▸ Text section:
——————————
Stepping Into the Storm
Season three also introduces new energy into Split River High, most notably with Jennifer Tilly joining the cast as Dr. Hunter-Price. A deliciously unhinged addition, the character is narcissistic, power-hungry, and increasingly terrifying, and Tilly relished the challenge.
She spoke openly about the intimidation of stepping into an already tight-knit ensemble, but also about the thrill of playing someone with so few redeeming qualities. For Tilly, the appeal lay in digging for humanity where it barely exists and embracing a character who slowly transmogrifies into something truly horrific by season’s end.
For Josh Zuckerman, who returns as the enigmatic Mr. Martin, season three represents an earned unraveling. What once presented as confidence and authority begins to fracture as secrets surface, leaving Mr. Martin exposed, desperate, and emotionally adrift. Zuckerman credited the show’s creators and writers for being deeply communicative about the larger themes at play, emphasizing that School Spirits is never just about plot. It is about meaning.
——————————
▸ Set of tasks:
• a. In the School Spirits passage, which character does Jennifer Tilly play?
• b. Reproduce everything in the School Spirits passage from "Stepping Into the" down to "by season’s end.", word for word.
• c. Write the next part of the School Spirits passage, starting after its final sentence.
——————————
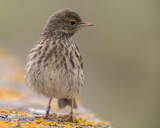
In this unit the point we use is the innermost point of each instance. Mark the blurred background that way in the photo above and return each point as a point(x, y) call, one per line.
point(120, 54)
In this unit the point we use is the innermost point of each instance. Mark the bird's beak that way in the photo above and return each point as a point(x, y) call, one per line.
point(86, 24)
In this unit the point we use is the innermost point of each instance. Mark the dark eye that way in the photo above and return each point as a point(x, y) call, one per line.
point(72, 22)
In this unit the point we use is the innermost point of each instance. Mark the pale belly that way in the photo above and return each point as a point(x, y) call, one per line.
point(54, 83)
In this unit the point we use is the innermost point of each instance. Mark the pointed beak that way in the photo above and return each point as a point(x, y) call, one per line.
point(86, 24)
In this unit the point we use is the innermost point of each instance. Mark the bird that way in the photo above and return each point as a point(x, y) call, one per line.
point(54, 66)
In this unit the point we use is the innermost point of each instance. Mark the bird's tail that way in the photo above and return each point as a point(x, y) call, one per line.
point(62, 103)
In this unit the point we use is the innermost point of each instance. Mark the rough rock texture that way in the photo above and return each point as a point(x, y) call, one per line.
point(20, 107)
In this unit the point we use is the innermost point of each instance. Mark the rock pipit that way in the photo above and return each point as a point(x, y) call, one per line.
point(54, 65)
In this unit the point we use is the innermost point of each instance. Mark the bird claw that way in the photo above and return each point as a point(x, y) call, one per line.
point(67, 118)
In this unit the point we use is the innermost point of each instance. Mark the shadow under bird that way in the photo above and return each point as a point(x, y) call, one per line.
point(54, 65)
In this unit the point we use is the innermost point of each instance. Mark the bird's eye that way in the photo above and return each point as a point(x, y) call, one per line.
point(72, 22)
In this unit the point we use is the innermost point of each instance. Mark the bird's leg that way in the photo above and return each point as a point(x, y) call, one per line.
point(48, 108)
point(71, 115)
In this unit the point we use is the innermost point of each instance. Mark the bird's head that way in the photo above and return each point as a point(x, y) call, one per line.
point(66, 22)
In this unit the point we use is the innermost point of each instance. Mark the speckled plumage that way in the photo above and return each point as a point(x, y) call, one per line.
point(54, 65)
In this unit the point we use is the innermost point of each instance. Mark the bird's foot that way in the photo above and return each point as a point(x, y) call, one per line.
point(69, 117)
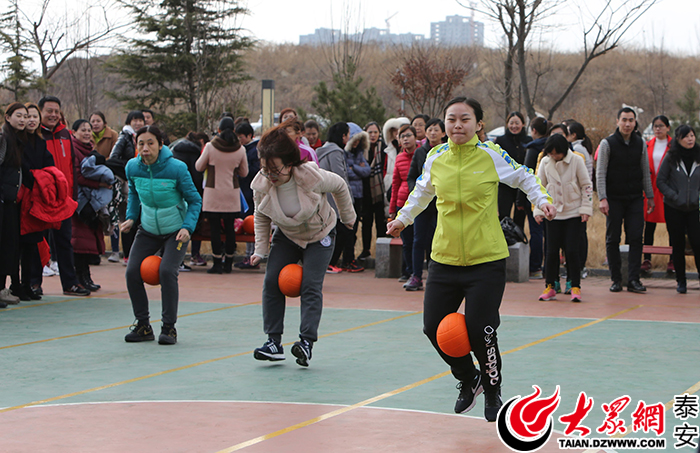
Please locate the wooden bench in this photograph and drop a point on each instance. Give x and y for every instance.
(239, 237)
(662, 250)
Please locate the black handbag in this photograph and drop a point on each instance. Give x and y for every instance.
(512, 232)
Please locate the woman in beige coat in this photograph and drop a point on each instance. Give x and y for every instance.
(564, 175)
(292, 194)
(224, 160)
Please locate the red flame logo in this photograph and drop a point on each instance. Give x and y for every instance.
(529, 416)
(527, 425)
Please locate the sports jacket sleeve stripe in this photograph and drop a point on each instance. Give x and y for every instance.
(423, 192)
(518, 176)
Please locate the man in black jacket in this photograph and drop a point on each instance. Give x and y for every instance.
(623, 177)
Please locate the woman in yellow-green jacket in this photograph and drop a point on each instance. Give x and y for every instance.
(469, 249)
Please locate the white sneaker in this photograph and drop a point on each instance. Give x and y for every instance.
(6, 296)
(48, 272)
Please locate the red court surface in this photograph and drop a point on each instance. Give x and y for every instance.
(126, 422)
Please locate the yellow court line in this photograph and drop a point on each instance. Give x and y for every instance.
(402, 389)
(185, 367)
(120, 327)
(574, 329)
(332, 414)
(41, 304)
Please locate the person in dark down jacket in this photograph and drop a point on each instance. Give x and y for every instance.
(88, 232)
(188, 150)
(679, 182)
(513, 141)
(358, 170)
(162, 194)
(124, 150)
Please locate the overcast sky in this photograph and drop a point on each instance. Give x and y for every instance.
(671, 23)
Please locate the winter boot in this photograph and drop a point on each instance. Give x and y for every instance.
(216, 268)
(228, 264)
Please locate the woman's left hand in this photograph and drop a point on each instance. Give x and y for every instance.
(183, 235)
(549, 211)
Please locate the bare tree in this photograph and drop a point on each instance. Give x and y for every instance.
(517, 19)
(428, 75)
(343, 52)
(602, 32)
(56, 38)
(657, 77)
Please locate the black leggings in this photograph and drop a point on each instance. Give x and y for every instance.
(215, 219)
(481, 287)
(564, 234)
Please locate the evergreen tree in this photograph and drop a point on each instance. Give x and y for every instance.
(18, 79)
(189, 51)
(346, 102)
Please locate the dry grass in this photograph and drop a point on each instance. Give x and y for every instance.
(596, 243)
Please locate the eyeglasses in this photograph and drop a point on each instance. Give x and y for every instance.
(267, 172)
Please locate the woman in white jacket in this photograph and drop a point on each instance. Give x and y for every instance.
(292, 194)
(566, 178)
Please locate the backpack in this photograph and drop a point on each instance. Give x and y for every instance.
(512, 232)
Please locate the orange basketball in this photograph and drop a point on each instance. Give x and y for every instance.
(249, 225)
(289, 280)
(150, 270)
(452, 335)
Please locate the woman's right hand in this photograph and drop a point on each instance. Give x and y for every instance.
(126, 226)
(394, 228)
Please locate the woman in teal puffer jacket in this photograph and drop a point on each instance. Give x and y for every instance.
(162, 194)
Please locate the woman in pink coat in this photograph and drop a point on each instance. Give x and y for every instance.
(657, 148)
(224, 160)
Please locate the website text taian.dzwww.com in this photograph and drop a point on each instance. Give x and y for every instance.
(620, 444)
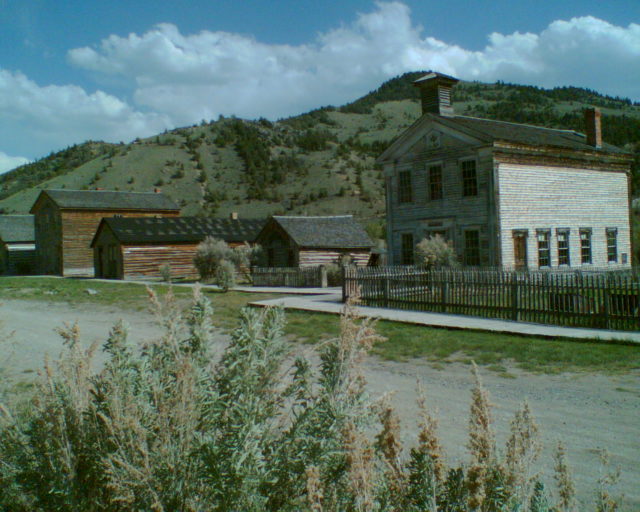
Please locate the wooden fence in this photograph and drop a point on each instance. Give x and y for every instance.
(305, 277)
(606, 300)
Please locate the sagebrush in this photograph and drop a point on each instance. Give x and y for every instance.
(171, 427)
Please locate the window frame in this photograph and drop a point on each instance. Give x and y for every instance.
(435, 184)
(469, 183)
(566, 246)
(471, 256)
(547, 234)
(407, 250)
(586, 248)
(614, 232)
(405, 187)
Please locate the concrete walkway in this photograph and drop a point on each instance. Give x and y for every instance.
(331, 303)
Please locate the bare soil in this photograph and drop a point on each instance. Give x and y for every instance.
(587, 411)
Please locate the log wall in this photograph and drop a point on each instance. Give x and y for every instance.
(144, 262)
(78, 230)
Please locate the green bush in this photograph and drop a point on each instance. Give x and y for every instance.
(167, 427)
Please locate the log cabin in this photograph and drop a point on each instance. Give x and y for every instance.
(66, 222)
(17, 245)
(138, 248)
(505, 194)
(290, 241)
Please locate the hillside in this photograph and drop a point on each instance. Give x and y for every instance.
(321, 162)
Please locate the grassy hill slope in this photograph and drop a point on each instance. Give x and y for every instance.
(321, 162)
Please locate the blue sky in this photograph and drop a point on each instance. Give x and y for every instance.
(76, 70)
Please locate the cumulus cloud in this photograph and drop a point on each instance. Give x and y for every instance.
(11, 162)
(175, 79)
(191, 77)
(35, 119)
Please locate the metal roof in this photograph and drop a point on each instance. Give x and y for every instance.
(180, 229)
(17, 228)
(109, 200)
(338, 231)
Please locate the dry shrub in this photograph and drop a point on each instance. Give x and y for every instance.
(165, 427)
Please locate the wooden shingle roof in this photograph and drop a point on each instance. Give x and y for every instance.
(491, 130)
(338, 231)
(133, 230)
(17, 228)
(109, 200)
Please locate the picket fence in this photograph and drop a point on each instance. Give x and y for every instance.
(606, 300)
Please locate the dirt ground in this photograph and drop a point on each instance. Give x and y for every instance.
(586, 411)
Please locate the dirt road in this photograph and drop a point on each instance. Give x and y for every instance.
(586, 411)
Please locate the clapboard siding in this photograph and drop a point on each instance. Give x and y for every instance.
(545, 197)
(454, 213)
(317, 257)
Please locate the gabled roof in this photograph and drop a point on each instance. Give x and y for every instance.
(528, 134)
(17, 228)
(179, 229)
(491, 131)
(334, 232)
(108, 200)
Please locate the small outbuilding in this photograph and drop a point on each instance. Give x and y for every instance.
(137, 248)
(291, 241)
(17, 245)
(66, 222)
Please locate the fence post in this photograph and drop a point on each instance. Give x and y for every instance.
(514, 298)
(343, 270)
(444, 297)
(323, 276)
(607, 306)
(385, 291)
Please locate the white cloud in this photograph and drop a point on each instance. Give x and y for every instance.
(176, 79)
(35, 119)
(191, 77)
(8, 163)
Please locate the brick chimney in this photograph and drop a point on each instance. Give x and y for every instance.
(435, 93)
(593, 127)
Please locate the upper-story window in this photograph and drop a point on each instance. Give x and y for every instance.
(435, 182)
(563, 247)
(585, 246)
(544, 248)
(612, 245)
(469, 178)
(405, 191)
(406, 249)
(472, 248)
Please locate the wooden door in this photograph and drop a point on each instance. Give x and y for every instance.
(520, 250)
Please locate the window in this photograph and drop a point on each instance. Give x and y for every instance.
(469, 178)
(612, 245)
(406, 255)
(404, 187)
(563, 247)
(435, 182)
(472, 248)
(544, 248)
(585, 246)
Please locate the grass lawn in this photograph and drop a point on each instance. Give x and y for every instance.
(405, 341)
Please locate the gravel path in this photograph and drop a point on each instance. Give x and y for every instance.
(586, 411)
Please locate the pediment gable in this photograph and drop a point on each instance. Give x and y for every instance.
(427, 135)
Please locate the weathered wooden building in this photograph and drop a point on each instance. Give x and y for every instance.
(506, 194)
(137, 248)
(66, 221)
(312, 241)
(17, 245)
——————————
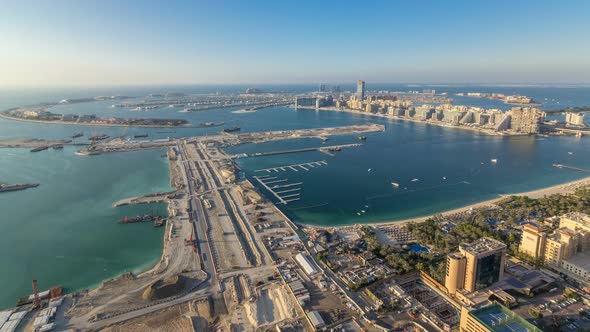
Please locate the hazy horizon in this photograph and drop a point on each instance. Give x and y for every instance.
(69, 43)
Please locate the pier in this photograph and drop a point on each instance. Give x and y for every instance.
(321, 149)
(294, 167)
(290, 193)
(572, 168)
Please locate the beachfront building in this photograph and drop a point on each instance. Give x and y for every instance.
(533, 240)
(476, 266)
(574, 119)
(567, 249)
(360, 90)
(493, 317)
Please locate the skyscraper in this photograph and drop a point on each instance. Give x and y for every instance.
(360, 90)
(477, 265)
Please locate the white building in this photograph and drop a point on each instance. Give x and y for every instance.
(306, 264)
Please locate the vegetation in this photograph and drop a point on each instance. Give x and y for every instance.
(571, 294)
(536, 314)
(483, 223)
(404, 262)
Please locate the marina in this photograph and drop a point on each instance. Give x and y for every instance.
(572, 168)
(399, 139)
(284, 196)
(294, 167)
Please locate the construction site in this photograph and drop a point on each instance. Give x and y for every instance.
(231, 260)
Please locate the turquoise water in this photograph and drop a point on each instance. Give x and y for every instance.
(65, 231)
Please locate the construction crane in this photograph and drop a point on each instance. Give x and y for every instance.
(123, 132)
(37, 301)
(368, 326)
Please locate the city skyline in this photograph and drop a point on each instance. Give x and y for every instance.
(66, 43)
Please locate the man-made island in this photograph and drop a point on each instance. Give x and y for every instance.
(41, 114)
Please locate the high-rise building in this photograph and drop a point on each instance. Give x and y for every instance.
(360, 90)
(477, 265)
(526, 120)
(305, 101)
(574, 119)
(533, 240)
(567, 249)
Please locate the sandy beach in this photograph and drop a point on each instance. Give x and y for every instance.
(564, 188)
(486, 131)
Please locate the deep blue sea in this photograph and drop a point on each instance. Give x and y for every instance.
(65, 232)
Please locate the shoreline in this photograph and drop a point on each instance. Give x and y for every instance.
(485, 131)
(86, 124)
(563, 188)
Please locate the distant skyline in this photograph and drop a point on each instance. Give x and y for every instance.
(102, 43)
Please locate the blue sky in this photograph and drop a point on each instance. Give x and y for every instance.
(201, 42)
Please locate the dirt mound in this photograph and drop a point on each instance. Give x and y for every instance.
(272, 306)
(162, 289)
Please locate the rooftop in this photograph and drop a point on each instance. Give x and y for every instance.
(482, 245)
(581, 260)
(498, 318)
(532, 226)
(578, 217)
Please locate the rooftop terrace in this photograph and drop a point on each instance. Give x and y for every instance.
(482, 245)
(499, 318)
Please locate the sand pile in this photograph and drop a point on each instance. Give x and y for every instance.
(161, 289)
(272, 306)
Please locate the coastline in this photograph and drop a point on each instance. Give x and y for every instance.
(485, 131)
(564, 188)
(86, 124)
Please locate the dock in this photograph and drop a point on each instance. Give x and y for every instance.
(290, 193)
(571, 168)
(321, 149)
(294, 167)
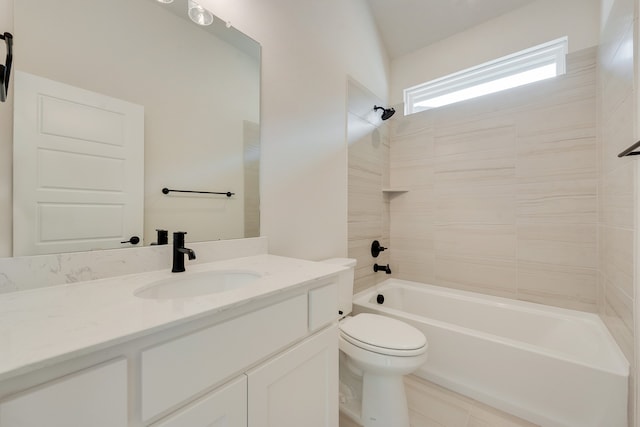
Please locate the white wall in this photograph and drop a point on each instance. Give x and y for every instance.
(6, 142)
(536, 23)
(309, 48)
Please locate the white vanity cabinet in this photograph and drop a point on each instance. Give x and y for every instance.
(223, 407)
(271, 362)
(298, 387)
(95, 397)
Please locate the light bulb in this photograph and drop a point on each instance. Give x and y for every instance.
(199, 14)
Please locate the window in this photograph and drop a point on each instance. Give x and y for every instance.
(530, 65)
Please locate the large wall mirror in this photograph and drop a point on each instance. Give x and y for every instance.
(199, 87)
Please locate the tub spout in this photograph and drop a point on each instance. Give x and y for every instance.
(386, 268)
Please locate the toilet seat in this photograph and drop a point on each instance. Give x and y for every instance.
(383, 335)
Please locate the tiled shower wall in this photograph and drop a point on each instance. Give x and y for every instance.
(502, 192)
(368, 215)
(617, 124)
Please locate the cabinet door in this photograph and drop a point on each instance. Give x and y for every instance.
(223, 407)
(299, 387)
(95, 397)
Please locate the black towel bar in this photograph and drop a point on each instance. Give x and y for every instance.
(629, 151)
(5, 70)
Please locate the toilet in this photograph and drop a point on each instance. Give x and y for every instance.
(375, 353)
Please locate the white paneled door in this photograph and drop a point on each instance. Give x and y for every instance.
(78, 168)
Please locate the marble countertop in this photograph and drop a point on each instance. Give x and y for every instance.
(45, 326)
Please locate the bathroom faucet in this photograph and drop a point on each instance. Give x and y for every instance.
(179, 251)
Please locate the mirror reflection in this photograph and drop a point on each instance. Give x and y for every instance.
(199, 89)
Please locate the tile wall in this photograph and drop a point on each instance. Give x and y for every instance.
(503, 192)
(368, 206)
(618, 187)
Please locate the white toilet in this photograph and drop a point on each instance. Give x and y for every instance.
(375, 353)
——————————
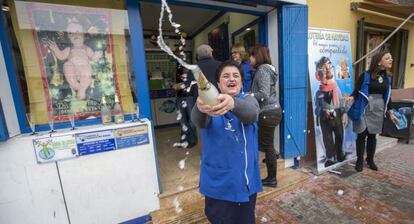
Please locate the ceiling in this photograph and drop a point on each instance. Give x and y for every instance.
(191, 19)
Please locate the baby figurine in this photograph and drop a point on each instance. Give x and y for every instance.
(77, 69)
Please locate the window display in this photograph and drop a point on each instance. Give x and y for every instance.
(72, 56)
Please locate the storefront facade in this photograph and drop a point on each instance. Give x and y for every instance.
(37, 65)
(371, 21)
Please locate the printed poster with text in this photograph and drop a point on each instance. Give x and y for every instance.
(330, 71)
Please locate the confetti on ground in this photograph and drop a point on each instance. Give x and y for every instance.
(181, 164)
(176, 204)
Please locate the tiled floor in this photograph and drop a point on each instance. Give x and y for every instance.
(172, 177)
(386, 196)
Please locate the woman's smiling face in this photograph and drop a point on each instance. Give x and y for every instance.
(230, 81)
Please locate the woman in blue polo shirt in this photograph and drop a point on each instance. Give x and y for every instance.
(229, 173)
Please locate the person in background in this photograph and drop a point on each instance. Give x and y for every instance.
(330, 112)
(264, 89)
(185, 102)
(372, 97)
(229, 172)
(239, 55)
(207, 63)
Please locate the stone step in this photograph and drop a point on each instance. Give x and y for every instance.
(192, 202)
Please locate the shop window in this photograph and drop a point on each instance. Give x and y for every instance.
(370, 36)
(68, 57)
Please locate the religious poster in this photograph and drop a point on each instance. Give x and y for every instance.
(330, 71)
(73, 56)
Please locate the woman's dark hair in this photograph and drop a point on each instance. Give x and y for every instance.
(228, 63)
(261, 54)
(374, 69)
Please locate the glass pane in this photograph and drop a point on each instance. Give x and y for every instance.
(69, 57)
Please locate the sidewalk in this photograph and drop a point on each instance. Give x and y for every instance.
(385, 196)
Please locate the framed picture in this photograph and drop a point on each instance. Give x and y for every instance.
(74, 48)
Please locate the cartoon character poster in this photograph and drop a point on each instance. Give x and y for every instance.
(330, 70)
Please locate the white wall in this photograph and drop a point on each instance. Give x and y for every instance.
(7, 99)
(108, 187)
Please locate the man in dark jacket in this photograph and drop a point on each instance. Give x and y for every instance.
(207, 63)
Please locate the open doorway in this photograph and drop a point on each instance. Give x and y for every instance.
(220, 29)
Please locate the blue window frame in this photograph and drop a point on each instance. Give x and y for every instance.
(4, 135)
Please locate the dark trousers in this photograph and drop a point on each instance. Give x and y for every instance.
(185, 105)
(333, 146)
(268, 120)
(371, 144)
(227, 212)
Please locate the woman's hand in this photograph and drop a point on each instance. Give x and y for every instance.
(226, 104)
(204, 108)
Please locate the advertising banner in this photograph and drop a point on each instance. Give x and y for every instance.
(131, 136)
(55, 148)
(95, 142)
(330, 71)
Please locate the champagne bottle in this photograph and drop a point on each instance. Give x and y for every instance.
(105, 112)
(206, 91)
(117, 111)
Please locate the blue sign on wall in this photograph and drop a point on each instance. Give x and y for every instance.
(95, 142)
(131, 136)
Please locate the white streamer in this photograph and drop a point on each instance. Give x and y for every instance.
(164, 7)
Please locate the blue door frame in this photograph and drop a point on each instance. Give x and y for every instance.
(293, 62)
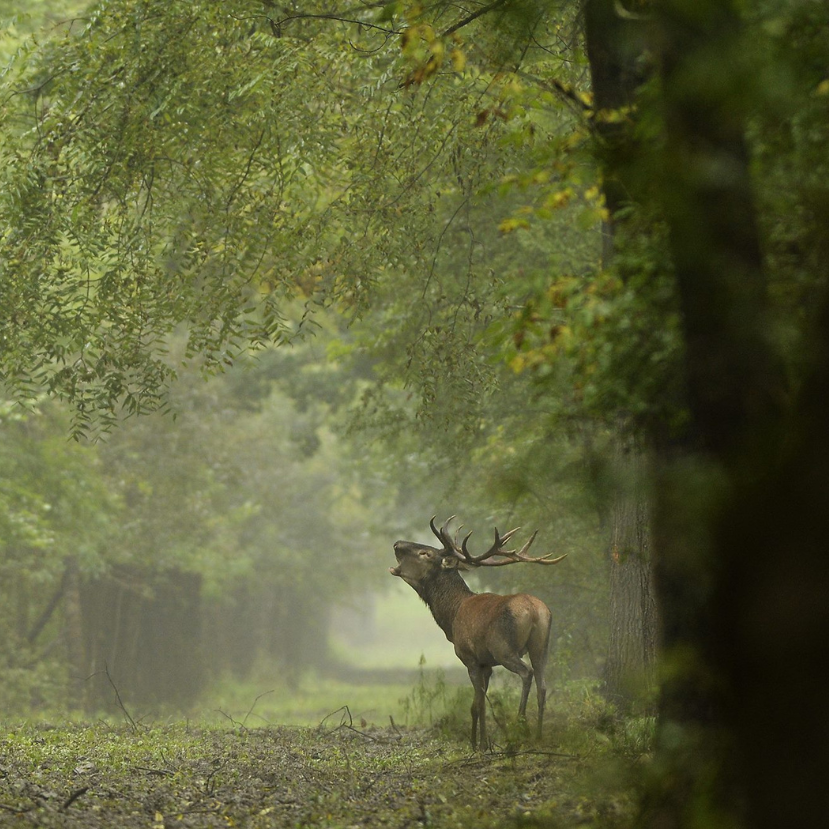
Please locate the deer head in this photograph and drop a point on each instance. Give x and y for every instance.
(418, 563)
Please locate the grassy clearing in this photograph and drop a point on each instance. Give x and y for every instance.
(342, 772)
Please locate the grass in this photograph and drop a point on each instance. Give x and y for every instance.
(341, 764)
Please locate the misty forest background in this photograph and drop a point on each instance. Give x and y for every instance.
——————————
▸ Responses per task:
• a. Dr. Hunter-Price

• b.
Stepping Into the Storm
Season three also introduces new energy into Split River High, most notably with Jennifer Tilly joining the cast as Dr. Hunter-Price. A deliciously unhinged addition, the character is narcissistic, power-hungry, and increasingly terrifying, and Tilly relished the challenge.
She spoke openly about the intimidation of stepping into an already tight-knit ensemble, but also about the thrill of playing someone with so few redeeming qualities. For Tilly, the appeal lay in digging for humanity where it barely exists and embracing a character who slowly transmogrifies into something truly horrific by season’s end.

• c.
Friendship Under Pressure
If season three interrogates the nature of truth, it also tests the strength of friendship. In conversations with Spencer MacPherson (Xavier), Kiara Pichardo (Nicole), and Rainbow Wedell (Claire), one theme emerged again and again. Pressure does not weaken these bonds. It reveals them.
MacPherson noted that the friendships at the center of the show are stronger than ever because they have to be. Wedell described the group as trauma-bonded, united by secrets they cannot share with anyone else. And for Pichardo, Nicole’s journey this season is about learning confidence under fire, guided by relationships that challenge her comfort zone.
Together, the trio painted a picture of an ensemble that thrives on trust, both on screen and off. That sense of safety, they agreed, is what allows the show to go to darker places without losing its heart.
Expanding the Afterlife
As the world of School Spirits widens, so too does its emotional and thematic reach. Miles Elliot and Ci Hang Ma, whose characters further expand the mythology of the afterlife, spoke about discovering new layers of meaning as season three reveals long-buried truths about Split River High.
For Ma’s Quinn, waking up in death paradoxically offers freedom, a second chance at belonging that life never quite provided. But that freedom comes with consequences, as the warnings left behind in season two begin to materialize. Elliot emphasized that this season does not just answer questions. It forces every character to rethink their place in a world that may be far more dangerous than they realized.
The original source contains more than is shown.